--- Source document ---

Brussels / 1 & 2 February 2014


OpenTRV: resource-constained computing: less is more

Saving energy while saving energy

A talk about work so far on OpenTRV.

OpenTRV sets out to make it easy to save lots of energy by not heating rooms that you're not in, and by no longer trying to use a single thermostat to get your whole house comfortable.

OpenTRV also allows a simple schedule to be set (no complex displays though!) and tries to anticipate when you'll need heating to improve comfort while boosting efficiency.

OpenTRV is designed to be simple to (retro-)fit to existing UK housing stock with radiator central heating.

OpenTRV runs on PICAXE and AVR/ATMega microcontrollers drawing micro-watts to run for a year or two on AA cells while saving you kilowatts in space heating and is completely open source (Apache/SolderPad), software and hardware. We like to call it FOSSH - "free open source software and hardware".

We've been working on a combination of open hardware and software projects this year to prove the concept that retrofitted programmable thermostatic radiator valves can reduce the energy required to heat a house and thereby reduce carbon emissions. Along the way we've encountered and solved problems with developing open hardware and software devices and commenced testing in conjunction with a local university. The talk highlights the lessons learned and maps out the current state and future plans.

--- Data to examine ---

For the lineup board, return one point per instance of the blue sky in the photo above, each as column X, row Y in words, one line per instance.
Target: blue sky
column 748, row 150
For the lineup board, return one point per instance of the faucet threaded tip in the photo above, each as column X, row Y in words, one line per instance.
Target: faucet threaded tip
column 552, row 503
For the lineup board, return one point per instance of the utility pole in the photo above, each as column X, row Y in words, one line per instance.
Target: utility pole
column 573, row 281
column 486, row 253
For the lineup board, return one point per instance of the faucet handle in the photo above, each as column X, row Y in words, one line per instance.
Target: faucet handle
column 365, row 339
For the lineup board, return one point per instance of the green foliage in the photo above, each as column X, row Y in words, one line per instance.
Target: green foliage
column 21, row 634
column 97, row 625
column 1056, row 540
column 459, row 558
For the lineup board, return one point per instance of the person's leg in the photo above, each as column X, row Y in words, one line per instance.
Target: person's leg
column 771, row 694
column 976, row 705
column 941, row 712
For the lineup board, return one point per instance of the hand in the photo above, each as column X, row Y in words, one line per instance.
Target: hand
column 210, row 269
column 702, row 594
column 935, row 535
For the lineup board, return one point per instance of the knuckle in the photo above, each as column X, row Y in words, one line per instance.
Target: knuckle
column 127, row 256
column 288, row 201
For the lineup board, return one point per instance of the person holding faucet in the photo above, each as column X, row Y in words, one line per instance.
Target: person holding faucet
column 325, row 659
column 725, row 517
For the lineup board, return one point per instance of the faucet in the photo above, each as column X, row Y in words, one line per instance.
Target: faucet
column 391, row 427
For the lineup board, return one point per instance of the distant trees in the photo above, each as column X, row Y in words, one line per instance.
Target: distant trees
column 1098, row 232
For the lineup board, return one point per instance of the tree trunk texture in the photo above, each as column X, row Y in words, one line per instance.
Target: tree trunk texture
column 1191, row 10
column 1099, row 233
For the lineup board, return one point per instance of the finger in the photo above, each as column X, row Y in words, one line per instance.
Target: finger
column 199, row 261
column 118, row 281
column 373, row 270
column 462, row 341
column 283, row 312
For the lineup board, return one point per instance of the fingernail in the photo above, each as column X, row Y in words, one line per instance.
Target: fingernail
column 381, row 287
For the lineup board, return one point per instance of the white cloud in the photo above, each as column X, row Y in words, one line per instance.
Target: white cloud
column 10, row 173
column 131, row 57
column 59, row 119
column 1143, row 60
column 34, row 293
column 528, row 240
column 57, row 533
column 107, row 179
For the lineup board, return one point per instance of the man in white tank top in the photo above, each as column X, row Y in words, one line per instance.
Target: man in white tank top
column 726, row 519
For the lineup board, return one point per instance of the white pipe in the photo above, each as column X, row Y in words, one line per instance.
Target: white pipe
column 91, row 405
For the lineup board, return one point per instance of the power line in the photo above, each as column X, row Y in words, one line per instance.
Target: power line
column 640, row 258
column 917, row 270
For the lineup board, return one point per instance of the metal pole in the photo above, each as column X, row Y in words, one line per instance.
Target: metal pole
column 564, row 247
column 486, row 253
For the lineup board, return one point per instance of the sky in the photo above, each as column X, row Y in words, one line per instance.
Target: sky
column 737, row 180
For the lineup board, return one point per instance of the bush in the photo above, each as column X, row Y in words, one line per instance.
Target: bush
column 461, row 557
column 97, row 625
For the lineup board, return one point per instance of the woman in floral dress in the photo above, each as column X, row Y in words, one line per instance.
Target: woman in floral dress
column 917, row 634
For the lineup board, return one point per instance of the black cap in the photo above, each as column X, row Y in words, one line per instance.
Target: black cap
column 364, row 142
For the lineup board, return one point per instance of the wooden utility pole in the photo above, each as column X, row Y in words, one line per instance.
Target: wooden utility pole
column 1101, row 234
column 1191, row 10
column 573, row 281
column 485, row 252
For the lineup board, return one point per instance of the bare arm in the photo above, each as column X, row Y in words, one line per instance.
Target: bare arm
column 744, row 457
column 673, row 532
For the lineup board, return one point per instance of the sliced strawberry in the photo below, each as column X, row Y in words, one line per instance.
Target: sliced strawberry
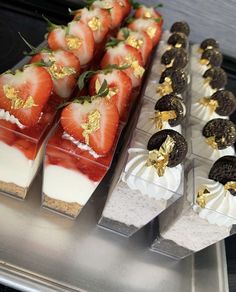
column 64, row 70
column 93, row 123
column 77, row 38
column 147, row 13
column 150, row 26
column 113, row 7
column 123, row 54
column 120, row 87
column 97, row 19
column 25, row 93
column 137, row 39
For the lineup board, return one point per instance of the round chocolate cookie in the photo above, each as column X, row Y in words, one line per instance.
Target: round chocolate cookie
column 224, row 132
column 214, row 57
column 176, row 58
column 209, row 44
column 218, row 77
column 178, row 78
column 177, row 40
column 224, row 170
column 226, row 102
column 172, row 102
column 180, row 148
column 180, row 26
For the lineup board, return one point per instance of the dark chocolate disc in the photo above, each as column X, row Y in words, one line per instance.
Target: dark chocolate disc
column 214, row 57
column 172, row 103
column 224, row 170
column 218, row 77
column 223, row 130
column 226, row 102
column 178, row 78
column 178, row 40
column 175, row 58
column 181, row 26
column 209, row 44
column 180, row 148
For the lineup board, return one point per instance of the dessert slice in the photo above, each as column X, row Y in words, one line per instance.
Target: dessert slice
column 149, row 180
column 205, row 215
column 79, row 153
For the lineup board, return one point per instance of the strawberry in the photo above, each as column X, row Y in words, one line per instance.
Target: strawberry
column 123, row 54
column 98, row 20
column 150, row 26
column 94, row 123
column 113, row 7
column 119, row 85
column 147, row 13
column 25, row 93
column 137, row 39
column 64, row 70
column 77, row 38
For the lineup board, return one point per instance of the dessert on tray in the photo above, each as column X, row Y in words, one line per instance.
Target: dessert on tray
column 205, row 215
column 149, row 181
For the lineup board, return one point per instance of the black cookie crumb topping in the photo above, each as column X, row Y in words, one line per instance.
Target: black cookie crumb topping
column 181, row 26
column 226, row 102
column 178, row 40
column 223, row 131
column 178, row 78
column 172, row 102
column 209, row 44
column 214, row 57
column 179, row 151
column 217, row 76
column 224, row 170
column 176, row 58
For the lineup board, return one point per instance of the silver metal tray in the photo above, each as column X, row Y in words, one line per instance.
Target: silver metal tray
column 42, row 251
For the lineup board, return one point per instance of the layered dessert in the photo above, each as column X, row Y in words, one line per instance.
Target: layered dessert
column 206, row 215
column 213, row 140
column 149, row 180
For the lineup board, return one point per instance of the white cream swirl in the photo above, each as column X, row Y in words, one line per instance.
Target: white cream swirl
column 202, row 149
column 221, row 207
column 145, row 179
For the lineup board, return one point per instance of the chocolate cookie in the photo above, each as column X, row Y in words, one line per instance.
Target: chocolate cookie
column 175, row 58
column 217, row 77
column 172, row 103
column 177, row 40
column 209, row 44
column 180, row 148
column 223, row 131
column 179, row 80
column 180, row 26
column 224, row 170
column 226, row 102
column 213, row 56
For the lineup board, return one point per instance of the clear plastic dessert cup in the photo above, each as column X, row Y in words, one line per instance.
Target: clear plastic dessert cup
column 203, row 216
column 137, row 194
column 71, row 173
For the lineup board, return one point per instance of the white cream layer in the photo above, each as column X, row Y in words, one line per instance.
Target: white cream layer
column 67, row 185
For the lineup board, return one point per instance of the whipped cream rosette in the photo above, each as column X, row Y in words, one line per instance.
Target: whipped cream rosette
column 150, row 180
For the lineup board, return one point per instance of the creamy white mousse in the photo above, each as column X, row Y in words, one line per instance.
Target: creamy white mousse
column 201, row 149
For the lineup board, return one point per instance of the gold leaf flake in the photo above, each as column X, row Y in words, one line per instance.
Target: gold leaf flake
column 160, row 158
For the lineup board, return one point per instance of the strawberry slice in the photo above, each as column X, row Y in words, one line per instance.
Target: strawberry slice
column 94, row 123
column 137, row 39
column 123, row 54
column 119, row 85
column 97, row 19
column 113, row 7
column 150, row 26
column 64, row 70
column 147, row 13
column 25, row 93
column 77, row 38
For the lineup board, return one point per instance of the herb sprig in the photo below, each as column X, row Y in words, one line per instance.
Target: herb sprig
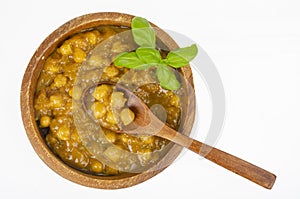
column 147, row 55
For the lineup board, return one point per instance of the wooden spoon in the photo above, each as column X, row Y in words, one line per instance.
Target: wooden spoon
column 145, row 121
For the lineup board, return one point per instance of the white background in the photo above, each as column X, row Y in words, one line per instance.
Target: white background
column 255, row 45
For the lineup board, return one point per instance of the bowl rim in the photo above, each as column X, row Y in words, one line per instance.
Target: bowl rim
column 34, row 67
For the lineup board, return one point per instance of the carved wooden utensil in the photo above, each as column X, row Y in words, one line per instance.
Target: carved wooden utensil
column 145, row 121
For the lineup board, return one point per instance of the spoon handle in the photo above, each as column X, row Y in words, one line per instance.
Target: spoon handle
column 236, row 165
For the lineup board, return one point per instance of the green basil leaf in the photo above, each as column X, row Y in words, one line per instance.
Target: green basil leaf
column 167, row 78
column 148, row 55
column 128, row 60
column 143, row 33
column 181, row 56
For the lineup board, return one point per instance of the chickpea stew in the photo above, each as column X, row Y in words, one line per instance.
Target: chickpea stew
column 59, row 91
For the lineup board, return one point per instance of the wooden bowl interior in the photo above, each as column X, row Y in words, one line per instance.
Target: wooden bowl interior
column 28, row 91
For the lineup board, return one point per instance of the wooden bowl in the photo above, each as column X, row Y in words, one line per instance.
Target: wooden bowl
column 28, row 114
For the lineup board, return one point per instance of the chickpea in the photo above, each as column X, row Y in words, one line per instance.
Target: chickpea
column 102, row 92
column 60, row 81
column 99, row 110
column 79, row 55
column 63, row 133
column 56, row 100
column 45, row 121
column 111, row 136
column 75, row 92
column 127, row 116
column 111, row 71
column 92, row 37
column 111, row 118
column 147, row 139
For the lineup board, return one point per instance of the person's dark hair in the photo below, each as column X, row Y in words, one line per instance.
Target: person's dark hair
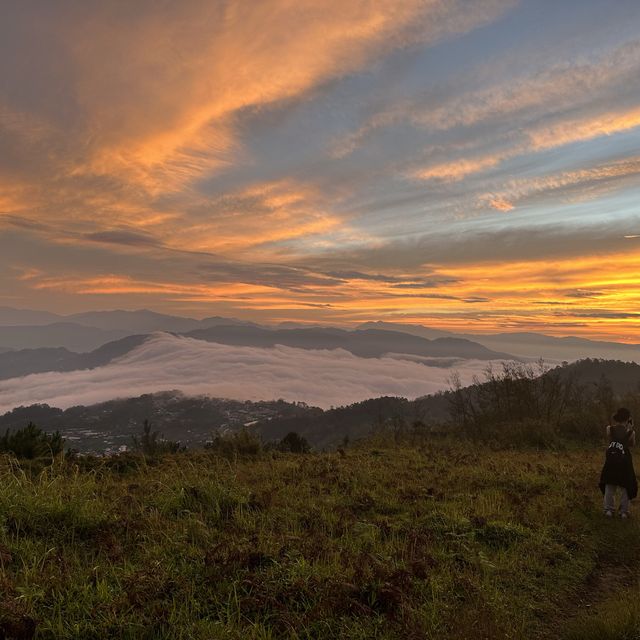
column 621, row 415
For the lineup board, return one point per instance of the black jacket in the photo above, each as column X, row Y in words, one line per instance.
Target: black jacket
column 618, row 464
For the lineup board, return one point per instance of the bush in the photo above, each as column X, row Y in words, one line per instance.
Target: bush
column 294, row 443
column 31, row 443
column 151, row 443
column 235, row 444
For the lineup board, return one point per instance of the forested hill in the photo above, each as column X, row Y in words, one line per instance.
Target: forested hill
column 623, row 377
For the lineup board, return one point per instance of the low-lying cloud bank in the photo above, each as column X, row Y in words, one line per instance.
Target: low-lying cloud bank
column 195, row 367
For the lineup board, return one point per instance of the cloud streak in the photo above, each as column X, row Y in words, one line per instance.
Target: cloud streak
column 321, row 378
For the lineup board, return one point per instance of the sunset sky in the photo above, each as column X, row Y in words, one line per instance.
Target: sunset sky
column 471, row 165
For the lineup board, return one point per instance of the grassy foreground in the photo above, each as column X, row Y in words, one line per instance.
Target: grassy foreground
column 436, row 540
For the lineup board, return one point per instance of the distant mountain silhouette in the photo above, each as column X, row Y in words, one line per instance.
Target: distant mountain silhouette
column 366, row 343
column 82, row 332
column 69, row 335
column 412, row 329
column 527, row 344
column 14, row 317
column 23, row 362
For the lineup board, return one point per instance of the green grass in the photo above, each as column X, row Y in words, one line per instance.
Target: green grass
column 440, row 540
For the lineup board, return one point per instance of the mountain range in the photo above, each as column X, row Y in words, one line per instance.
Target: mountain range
column 84, row 332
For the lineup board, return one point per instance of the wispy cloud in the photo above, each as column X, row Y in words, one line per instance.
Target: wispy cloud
column 321, row 378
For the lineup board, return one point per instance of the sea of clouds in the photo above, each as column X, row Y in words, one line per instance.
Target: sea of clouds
column 318, row 377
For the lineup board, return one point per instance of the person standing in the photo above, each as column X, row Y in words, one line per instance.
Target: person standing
column 618, row 472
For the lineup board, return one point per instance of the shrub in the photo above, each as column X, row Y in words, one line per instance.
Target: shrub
column 31, row 443
column 236, row 443
column 294, row 443
column 151, row 443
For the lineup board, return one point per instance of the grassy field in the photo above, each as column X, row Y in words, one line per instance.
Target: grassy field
column 436, row 540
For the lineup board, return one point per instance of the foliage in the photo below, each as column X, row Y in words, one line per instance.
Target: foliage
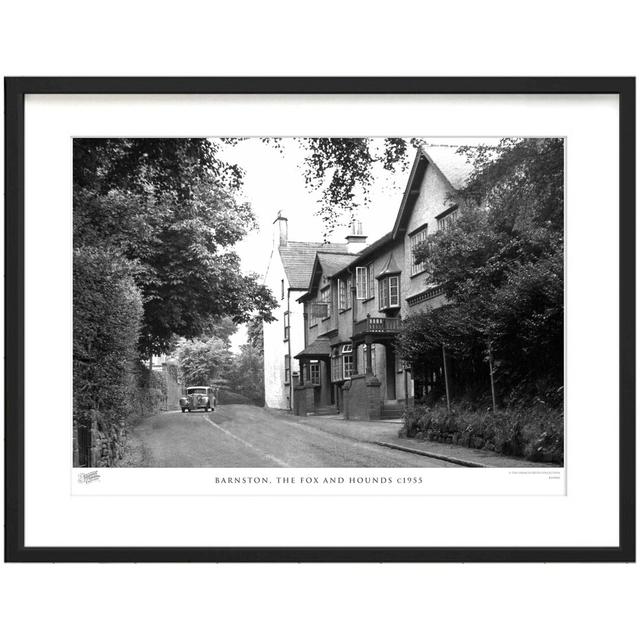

---

Exercise tasks:
• a. Answer these about the OpenTRV talk description:
(i) Which microcontrollers does OpenTRV run on?
(ii) What kind of housing is OpenTRV designed to be retrofitted to?
(iii) With whom has testing begun?
• b. Extend the OpenTRV talk description beyond its last sentence.

Answers to this exercise:
• a.
(i) PICAXE and AVR/ATMega microcontrollers
(ii) Existing UK housing stock with radiator central heating
(iii) A local university

• b.
We've designed a PCB, got it manufactured, populated it ourselves and via a manufacturer, sourced components, 3D printed boxes, written software, entered competitions, are in the process of testing it with real end users in conjunction with a local university and generally sweated, got frustrated and elated at various times. Now we'd like to share the lessons learned, let people know what the project is about, outline the future plans and hopefully inspire some talented people to help the project out with reducing carbon emissions significantly.